GOAL »
Locate "Target — front wheel" in the listing below, then output the line holding it and every line after it, exactly and with nothing else.
======== SUPPLIED RECORDS ========
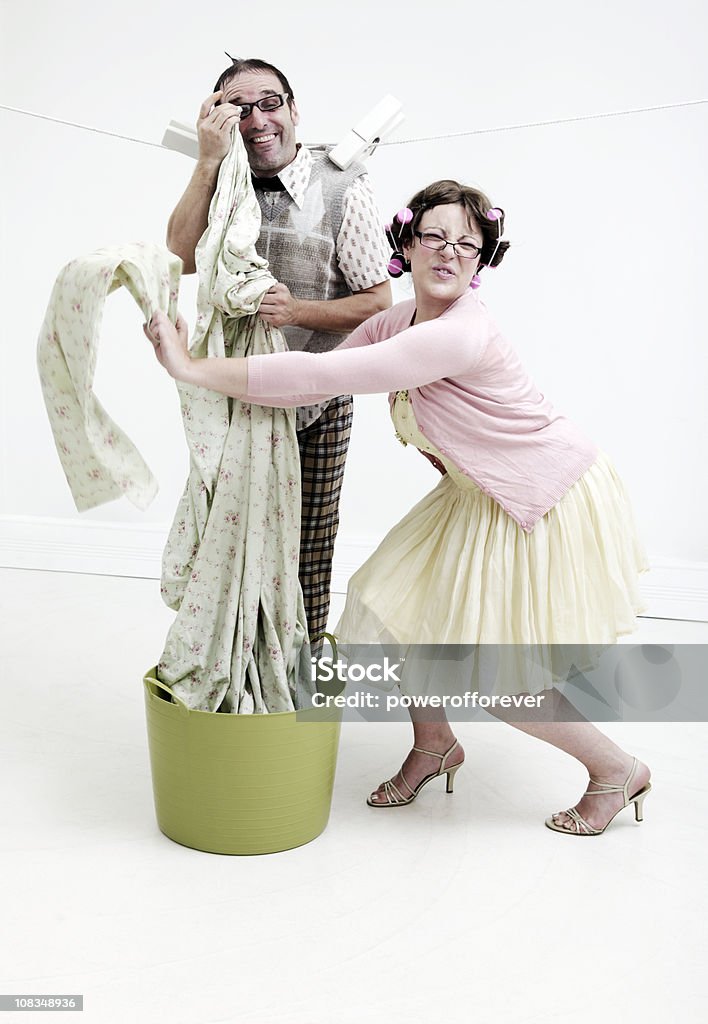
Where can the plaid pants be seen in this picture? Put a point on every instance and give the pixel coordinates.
(323, 453)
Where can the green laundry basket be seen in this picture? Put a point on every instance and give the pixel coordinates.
(240, 783)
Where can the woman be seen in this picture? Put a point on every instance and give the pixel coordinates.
(528, 537)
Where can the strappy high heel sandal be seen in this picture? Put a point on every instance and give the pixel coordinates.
(393, 796)
(579, 826)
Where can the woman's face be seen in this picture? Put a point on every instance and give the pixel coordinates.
(442, 276)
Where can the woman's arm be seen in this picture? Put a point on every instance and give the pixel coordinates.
(418, 355)
(225, 375)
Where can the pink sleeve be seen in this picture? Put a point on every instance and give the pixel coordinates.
(360, 336)
(448, 346)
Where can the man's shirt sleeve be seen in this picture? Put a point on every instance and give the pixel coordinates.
(362, 250)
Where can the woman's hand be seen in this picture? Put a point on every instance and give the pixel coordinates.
(169, 342)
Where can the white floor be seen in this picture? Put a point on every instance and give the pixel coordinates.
(460, 907)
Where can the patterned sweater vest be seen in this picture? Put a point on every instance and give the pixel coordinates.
(300, 245)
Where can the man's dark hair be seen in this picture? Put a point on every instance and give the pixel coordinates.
(238, 66)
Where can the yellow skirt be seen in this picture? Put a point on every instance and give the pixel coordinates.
(457, 569)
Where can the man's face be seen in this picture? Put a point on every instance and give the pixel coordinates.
(268, 135)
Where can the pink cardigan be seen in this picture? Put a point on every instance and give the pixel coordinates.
(470, 397)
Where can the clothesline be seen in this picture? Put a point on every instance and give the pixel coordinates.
(403, 141)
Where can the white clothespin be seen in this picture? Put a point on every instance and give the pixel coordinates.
(359, 142)
(181, 138)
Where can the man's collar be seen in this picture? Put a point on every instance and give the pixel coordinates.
(295, 177)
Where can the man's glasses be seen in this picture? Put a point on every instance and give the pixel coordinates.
(467, 250)
(272, 102)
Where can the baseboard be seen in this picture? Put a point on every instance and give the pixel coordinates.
(673, 589)
(82, 546)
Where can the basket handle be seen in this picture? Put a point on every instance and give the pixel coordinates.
(163, 686)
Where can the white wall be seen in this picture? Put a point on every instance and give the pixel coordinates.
(602, 293)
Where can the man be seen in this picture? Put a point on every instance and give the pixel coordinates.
(321, 233)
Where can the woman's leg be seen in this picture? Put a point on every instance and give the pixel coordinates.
(606, 762)
(431, 732)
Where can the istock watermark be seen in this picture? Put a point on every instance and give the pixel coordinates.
(613, 683)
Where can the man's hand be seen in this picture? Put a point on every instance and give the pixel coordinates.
(280, 307)
(214, 128)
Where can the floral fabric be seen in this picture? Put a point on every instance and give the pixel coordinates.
(230, 566)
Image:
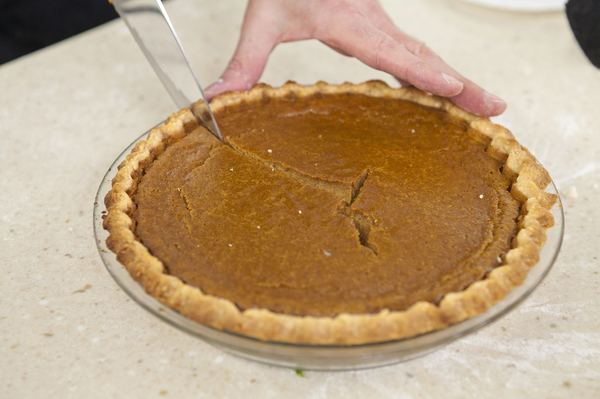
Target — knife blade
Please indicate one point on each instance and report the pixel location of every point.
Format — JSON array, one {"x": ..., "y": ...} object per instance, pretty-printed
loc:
[{"x": 154, "y": 33}]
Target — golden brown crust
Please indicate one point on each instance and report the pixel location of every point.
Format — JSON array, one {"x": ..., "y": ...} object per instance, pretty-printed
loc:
[{"x": 529, "y": 181}]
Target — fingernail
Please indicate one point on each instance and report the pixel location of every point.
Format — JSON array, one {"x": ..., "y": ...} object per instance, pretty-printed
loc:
[
  {"x": 451, "y": 80},
  {"x": 493, "y": 98}
]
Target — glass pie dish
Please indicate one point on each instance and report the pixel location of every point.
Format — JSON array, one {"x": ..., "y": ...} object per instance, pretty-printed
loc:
[{"x": 321, "y": 357}]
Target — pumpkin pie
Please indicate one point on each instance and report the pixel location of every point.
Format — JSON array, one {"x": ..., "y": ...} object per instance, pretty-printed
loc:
[{"x": 342, "y": 214}]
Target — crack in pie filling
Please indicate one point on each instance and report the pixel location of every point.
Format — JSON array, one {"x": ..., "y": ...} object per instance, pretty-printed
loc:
[{"x": 330, "y": 215}]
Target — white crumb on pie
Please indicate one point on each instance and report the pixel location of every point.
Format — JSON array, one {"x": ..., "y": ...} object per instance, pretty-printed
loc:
[{"x": 571, "y": 193}]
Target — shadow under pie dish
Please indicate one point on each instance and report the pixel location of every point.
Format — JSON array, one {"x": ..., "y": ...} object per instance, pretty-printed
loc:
[{"x": 331, "y": 215}]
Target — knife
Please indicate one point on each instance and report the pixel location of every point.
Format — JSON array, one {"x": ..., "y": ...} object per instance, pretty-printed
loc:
[{"x": 153, "y": 31}]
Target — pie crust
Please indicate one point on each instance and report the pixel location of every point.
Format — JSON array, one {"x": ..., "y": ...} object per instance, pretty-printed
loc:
[{"x": 529, "y": 181}]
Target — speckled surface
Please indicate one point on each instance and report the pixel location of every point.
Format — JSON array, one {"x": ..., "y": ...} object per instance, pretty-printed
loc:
[{"x": 66, "y": 112}]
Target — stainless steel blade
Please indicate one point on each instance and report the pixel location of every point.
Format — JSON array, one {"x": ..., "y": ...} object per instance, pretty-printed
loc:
[{"x": 153, "y": 31}]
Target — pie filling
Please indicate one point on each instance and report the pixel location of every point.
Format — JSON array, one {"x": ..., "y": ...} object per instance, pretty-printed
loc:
[{"x": 325, "y": 205}]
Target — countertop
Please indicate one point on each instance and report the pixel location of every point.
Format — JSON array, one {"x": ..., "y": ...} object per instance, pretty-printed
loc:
[{"x": 68, "y": 331}]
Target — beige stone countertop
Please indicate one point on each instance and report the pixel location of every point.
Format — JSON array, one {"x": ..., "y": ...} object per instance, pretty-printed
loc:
[{"x": 66, "y": 112}]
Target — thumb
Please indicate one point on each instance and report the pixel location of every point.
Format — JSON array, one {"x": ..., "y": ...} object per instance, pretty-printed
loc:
[{"x": 246, "y": 65}]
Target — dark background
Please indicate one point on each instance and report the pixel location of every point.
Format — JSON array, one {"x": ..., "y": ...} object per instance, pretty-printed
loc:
[{"x": 29, "y": 25}]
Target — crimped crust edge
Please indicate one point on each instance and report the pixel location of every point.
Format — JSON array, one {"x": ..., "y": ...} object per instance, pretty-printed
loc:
[{"x": 529, "y": 182}]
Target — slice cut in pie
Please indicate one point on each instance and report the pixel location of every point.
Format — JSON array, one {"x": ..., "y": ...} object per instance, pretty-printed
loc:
[{"x": 330, "y": 214}]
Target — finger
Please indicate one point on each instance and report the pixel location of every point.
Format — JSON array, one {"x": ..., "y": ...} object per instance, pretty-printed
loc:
[
  {"x": 250, "y": 57},
  {"x": 380, "y": 51},
  {"x": 472, "y": 98}
]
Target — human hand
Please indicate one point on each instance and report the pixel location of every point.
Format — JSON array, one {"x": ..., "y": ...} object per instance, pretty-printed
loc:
[{"x": 356, "y": 28}]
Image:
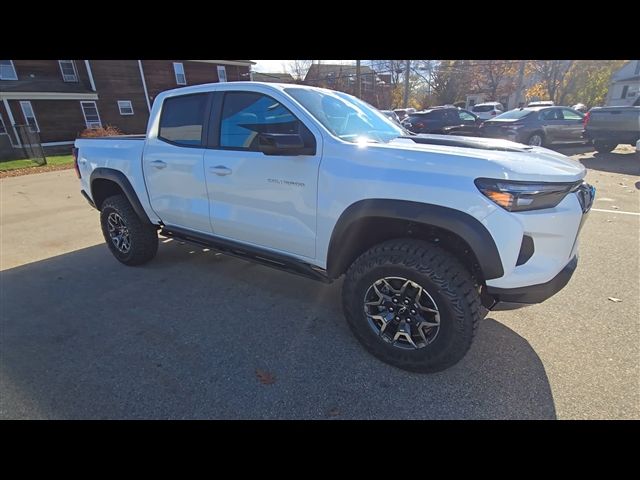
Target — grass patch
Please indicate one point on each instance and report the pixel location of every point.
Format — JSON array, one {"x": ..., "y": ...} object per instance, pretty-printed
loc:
[{"x": 54, "y": 160}]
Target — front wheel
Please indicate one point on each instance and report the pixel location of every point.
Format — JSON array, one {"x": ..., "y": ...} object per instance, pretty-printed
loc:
[
  {"x": 130, "y": 240},
  {"x": 412, "y": 305}
]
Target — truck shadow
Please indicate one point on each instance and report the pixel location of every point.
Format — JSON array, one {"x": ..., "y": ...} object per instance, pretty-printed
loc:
[{"x": 194, "y": 334}]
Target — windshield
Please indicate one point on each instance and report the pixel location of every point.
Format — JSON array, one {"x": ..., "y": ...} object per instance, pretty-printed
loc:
[
  {"x": 347, "y": 117},
  {"x": 513, "y": 114}
]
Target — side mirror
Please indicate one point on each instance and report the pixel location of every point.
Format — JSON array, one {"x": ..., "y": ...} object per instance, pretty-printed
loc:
[{"x": 280, "y": 143}]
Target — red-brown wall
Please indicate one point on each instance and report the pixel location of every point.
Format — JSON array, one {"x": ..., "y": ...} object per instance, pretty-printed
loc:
[
  {"x": 160, "y": 76},
  {"x": 50, "y": 70},
  {"x": 59, "y": 120},
  {"x": 120, "y": 80}
]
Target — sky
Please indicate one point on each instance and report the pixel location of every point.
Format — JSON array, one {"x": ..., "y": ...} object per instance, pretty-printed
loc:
[{"x": 276, "y": 66}]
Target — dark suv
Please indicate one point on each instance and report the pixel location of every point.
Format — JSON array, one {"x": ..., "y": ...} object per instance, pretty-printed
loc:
[
  {"x": 538, "y": 126},
  {"x": 444, "y": 120}
]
========
RESULT FOR THIS EXERCISE »
Target — front wheel
Please indicate one point on each instance and report the pixel location of every point.
Format — JSON array, one {"x": ..., "y": ...} object per instance, pretty-printed
loc:
[
  {"x": 130, "y": 240},
  {"x": 412, "y": 305}
]
Target — truck shadow
Please indicate one point on each instance and report the pixel location of every point.
Format — JSON array, one {"x": ..., "y": ...} object per instance, pretty-printed
loc:
[{"x": 194, "y": 334}]
Target — windshield
Please indicate one point on each instance and report the pixel location of every point.
Format — JSON array, one {"x": ..., "y": ...} object per instance, pretty-printed
loc:
[
  {"x": 347, "y": 117},
  {"x": 513, "y": 114}
]
Target — side mirror
Please indicate one point on each instance and report the pixel location of every point.
Format — JSON array, one {"x": ..., "y": ...} object per instance, pretty-printed
loc:
[{"x": 280, "y": 143}]
Target — red-brown wall
Please indicate one point on each instance and report the pixel location of every point.
Format — JSON array, one {"x": ..., "y": ...} object per instance, pretty-printed
loc:
[
  {"x": 160, "y": 76},
  {"x": 50, "y": 70},
  {"x": 59, "y": 120},
  {"x": 120, "y": 80}
]
Target — sky
Please indicate one point on each instance and report the pixel location of every point.
Format — JSON array, one {"x": ..., "y": ...} object per instance, pretty-printed
loc:
[{"x": 276, "y": 66}]
Target — dark suv
Please indicate one point on each instance and report the pixel location of every point.
Format — JSON array, one {"x": ..., "y": ...} object per instance, pretty-printed
loc:
[
  {"x": 538, "y": 126},
  {"x": 444, "y": 120}
]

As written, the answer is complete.